▸ Extracted data
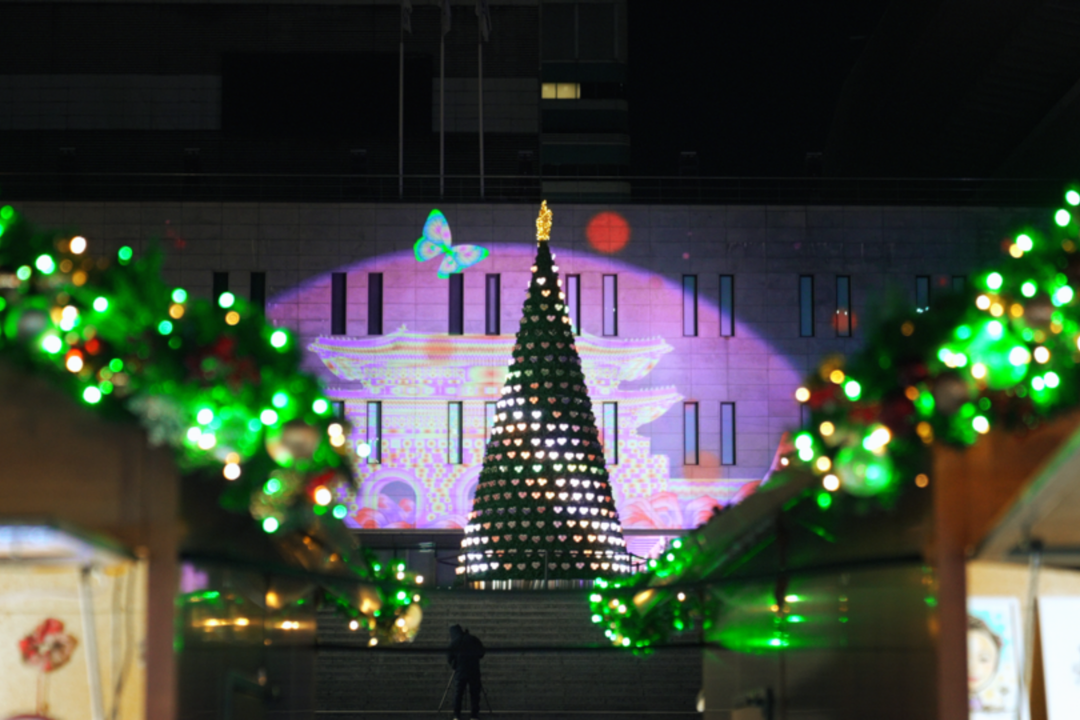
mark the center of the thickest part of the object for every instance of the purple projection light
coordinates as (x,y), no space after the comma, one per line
(643,376)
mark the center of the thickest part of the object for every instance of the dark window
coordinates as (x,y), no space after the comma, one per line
(338,298)
(727,306)
(921,293)
(574,301)
(220,285)
(489,412)
(610,298)
(558,31)
(457,318)
(375,432)
(610,431)
(727,433)
(454,434)
(375,303)
(595,31)
(491,306)
(689,433)
(690,306)
(806,306)
(844,306)
(257,293)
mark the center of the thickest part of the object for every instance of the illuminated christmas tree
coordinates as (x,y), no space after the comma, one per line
(543,505)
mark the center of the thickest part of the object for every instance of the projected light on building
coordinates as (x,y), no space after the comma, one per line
(405,380)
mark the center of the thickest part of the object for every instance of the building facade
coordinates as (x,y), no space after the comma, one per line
(697,324)
(185,91)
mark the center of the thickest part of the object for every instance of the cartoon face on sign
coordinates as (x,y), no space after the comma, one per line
(436,241)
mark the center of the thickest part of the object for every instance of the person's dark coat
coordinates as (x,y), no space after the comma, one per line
(464,653)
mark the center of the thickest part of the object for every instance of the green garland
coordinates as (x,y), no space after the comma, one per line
(1002,353)
(211,380)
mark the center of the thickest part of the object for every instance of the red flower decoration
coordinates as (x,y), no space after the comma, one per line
(48,647)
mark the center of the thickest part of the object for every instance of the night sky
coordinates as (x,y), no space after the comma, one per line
(751,86)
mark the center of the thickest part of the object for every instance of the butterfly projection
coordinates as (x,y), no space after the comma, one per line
(436,241)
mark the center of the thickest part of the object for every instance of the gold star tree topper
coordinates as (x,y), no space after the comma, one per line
(543,222)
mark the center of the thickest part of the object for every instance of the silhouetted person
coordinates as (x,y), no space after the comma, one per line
(464,653)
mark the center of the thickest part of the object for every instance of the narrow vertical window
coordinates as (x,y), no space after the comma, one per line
(489,410)
(375,432)
(727,306)
(610,438)
(844,306)
(727,433)
(454,444)
(457,324)
(806,306)
(610,306)
(690,306)
(690,434)
(921,293)
(574,301)
(375,303)
(491,304)
(338,298)
(257,290)
(220,285)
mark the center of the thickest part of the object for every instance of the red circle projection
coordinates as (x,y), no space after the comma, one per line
(607,232)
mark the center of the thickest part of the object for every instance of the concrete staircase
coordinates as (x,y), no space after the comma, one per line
(545,660)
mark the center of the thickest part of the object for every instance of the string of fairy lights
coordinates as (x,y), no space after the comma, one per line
(211,380)
(1000,355)
(543,505)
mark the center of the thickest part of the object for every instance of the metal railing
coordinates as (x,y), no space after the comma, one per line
(342,188)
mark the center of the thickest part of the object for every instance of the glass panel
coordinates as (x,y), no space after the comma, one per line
(806,306)
(375,432)
(610,431)
(610,306)
(454,434)
(689,306)
(574,301)
(727,306)
(727,433)
(844,307)
(690,434)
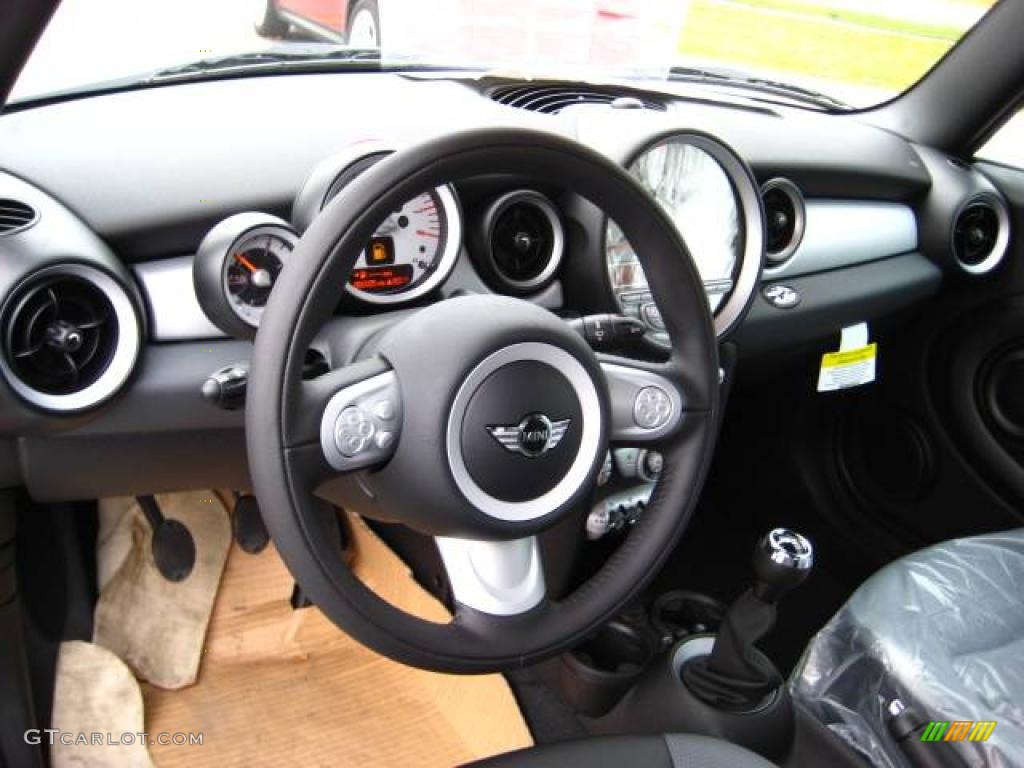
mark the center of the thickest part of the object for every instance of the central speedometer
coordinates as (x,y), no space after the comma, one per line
(404,251)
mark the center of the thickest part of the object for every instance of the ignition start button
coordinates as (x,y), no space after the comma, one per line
(651,408)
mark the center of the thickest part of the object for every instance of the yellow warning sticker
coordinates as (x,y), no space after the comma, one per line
(848,368)
(849,356)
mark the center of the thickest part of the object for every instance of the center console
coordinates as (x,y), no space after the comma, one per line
(699,671)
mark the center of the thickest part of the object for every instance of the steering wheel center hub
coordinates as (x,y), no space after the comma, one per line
(515,399)
(524,431)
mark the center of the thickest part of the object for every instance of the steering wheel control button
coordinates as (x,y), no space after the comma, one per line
(356,429)
(521,430)
(651,408)
(780,296)
(652,315)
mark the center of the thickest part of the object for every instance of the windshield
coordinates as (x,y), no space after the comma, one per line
(858,52)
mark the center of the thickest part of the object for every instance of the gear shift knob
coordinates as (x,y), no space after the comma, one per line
(782,560)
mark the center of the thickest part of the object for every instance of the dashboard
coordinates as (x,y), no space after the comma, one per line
(139,251)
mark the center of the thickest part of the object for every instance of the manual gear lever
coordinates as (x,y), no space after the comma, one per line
(736,676)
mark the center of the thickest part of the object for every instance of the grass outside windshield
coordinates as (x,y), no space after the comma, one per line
(860,51)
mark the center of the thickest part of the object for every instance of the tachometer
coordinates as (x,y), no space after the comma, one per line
(407,251)
(412,252)
(251,269)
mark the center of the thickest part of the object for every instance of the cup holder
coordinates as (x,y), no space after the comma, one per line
(599,672)
(679,614)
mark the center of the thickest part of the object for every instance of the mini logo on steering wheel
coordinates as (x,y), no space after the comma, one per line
(535,435)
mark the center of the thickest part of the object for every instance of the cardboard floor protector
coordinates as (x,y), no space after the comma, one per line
(95,693)
(155,626)
(287,687)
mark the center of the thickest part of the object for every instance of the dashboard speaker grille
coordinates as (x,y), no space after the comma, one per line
(975,233)
(59,335)
(15,215)
(551,99)
(521,241)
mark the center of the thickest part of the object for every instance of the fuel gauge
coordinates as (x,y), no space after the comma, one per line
(237,266)
(251,269)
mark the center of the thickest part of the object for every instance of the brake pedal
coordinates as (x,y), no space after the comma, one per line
(173,546)
(247,524)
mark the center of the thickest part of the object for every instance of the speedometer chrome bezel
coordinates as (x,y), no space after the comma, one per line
(332,174)
(744,186)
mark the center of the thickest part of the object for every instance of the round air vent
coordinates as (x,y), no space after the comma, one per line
(784,217)
(524,241)
(15,215)
(981,233)
(71,337)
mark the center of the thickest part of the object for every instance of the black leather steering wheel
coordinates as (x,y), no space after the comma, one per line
(479,420)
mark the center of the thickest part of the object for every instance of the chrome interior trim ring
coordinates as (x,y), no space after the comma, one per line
(590,443)
(122,363)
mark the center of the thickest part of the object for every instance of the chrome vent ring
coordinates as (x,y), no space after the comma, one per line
(71,338)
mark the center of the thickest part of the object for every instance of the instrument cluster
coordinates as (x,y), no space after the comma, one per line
(518,242)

▸ Try it
Copy every line of the listing above exactly. Leave each picture out.

▸ Answer space
mark the center of the thickest part of the object for every instance of the purple projection light
coordinates as (x,y), no space after the comma, one per line
(643,376)
mark the center of the thickest part of the object for every instance of the dark window
coordinates as (x,y), no space after the comma, one per line
(338,298)
(727,306)
(921,293)
(574,301)
(220,285)
(489,412)
(610,298)
(558,31)
(457,318)
(375,432)
(610,431)
(727,433)
(454,434)
(375,303)
(595,31)
(491,306)
(689,433)
(690,306)
(806,306)
(844,306)
(257,293)
mark the center of the thickest part of the object for every instance of the illuminated christmas tree
coordinates as (x,y), no space after the comma, one per line
(543,505)
mark the center of the thickest part of the object for every instance of the projected light on building
coordinates as (x,y), no space after the comma, one per line
(405,380)
mark the center of the thickest part of the object for every instance of the building facade
coordinates as (x,y), no space after the comma, one per line
(697,324)
(185,91)
mark the center of the thickest part of the object for every instance of the cartoon face on sign
coordinates as (x,y), no space after the comma, one per line
(436,241)
mark the center of the thickest part of the object for every instance of the person's dark coat
coordinates as (x,y), no space after the comma, one per line
(464,653)
mark the center of the thickest part of the object for every instance of the green garland
coordinates as (x,y), no space after the comma, one per line
(1002,353)
(211,380)
mark the center of the thickest part of the object for every instance of the red flower decoration
coordinates as (x,y), no space after the comma, one per line
(48,647)
mark the center of the thickest part of the object for every instance of the night sky
coordinates as (x,y), no space after the comma, one per line
(751,86)
mark the center of the thickest part of the object for every instance of the butterfly projection
coordinates as (x,y), no space after the comma, one per line
(436,241)
mark the center of the thickest part of the object for every instance of the gold star tree topper
coordinates as (x,y), no space after the comma, one per line
(543,222)
mark the center of the thickest part of the object for every instance of the silhouetted person
coordinates as (x,y), no space after the comma, one per line
(464,653)
mark the center of the thickest part of the object for every instance of the narrow vertical window
coordinates as (x,y), no space after the comma, one per line
(489,410)
(375,432)
(727,306)
(610,438)
(844,306)
(727,433)
(454,444)
(457,324)
(806,306)
(610,306)
(690,306)
(690,434)
(921,293)
(574,301)
(375,303)
(491,304)
(338,298)
(257,290)
(220,285)
mark the center of the thickest part of the object for every instance of the red circle projection
coordinates as (x,y), no space after the comma, one per line
(607,232)
mark the center of the thickest part of the object for every instance of the concrete staircase
coordinates as (x,y), no space after the comma, one per line
(545,660)
mark the center of the thickest part of the object for every instance of the string of fairy lights
coordinates as (x,y), no space after the comma, one per line
(211,380)
(1000,355)
(543,505)
mark the center of the thickest part of the object for every instance of the metal railing
coordinates as (x,y), no space after the comma, one per line
(342,188)
mark the center of the thickest part of the object for every instance of the glass panel
coordinates as (x,y), no space after the comma, one per line
(806,306)
(375,432)
(610,431)
(610,306)
(454,434)
(689,306)
(574,301)
(727,306)
(727,433)
(844,307)
(690,434)
mark the center of the thickest part of the object for every instance of the central speedometer
coordinates as (x,y), no space after the comma, one per line
(404,251)
mark the center of the thickest part of the object for every instance of the ignition start button
coordinates as (x,y), no space after the comma, one per line
(651,408)
mark the center of the thickest part of the object for every instance of the yellow warning sticker
coordinates as (x,y), no space after the comma, one per line
(848,368)
(849,356)
mark the center of the thickest part of the object for every instance of the center console
coordinates as (x,y), no space after the comma, one per line
(699,671)
mark the center of the thickest part of the object for every instance of the steering wheel center hub
coordinates as (x,y), no space after the comma, one per line
(515,399)
(524,431)
mark the center of the thickest part of the object for every instance of the steering wheel control button
coordinates as (x,y), no space after the comma, one per line
(356,429)
(521,430)
(651,408)
(780,296)
(652,315)
mark the center of the thickest part of the object for every instance of the windshield
coordinates as (x,y), no space after the comma, one per line
(858,52)
mark the center of the thickest part of the object for every instance of the gear shift knob
coordinates as (x,y), no space after the comma, one per line
(782,560)
mark the center of the thickest part of the object for every instance of the dashboard
coordinates as (x,y), no space after the comma, one per line
(139,251)
mark the center of the thickest part of the object for every instance of the manual gear lever
coordinates as (x,y), no space after the comma, one per line
(736,676)
mark the center of the thickest part of the object for every instance of the grass outside windshield
coordinates as (x,y), no space after the comma, one per line
(860,51)
mark the center of the thickest part of the object for every instance of the tachometer
coordinates as (x,y), no space after the comma, one per line
(407,251)
(412,252)
(251,269)
mark the center of the thickest part of the object for every instance of the cup holder
coordinates as (x,y), no space after the comma, one per line
(599,672)
(679,614)
mark the center of the thickest part of the object for every instance of the mini logo on steering wheel
coordinates as (x,y), no space after the comma, one per line
(535,435)
mark the center of the thickest part of the object for every instance of the cardboard floor protector
coordinates as (x,y), no space after the comma, one per line
(95,693)
(155,626)
(287,687)
mark the center of the thickest part of the object for every instance of the dashboard speaker grille
coordinates as (x,y), no space after the comma, one per line
(975,233)
(59,335)
(15,215)
(551,99)
(521,241)
mark the center of the thickest part of the object for every instance of the fuel gauge
coordinates as (x,y), no space after the comma, one per line
(237,266)
(251,269)
mark the center of the thickest part of the object for every instance of the brake pedal
coordinates as (x,y), no space after the comma, one per line
(173,546)
(247,524)
mark the center of the thickest part of the object for every instance of the speedometer chrome bezel
coordinates as (x,y), no space after the comma, one per line
(332,174)
(744,186)
mark the center of the thickest part of the object for every instance of the round air vent
coordinates as (x,y), no space after the comma, one per line
(784,217)
(524,241)
(15,215)
(981,233)
(71,337)
mark the center of the thickest part of the object for every instance of the black leather steering wheel
coordinates as (x,y), no space after the comma, one per line
(479,420)
mark the center of the thickest part of the object for every instance of the chrome interior trim ring
coordinates as (x,y), no space after the comma, one per line
(590,443)
(122,363)
mark the center of the thickest part of the object for every instance of the chrome vent ring
coordinates as (x,y), no space after the comma, one per line
(71,338)
mark the center of the thickest part of the object for every instance of the instrument cluster
coordinates as (x,y), no space after the comma, one per line
(518,242)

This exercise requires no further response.